▶ _THE EXERCISE_
Please pull out every line of each record below and reproduce it without any change.

▶ _THE INPUT_
:::::

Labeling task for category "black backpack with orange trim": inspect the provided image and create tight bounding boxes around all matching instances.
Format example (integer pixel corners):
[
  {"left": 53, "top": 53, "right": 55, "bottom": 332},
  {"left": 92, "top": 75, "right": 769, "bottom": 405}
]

:::::

▶ _TASK RESULT_
Labeling task for category "black backpack with orange trim": inspect the provided image and create tight bounding boxes around all matching instances.
Format example (integer pixel corners):
[
  {"left": 53, "top": 53, "right": 55, "bottom": 332},
  {"left": 92, "top": 75, "right": 769, "bottom": 405}
]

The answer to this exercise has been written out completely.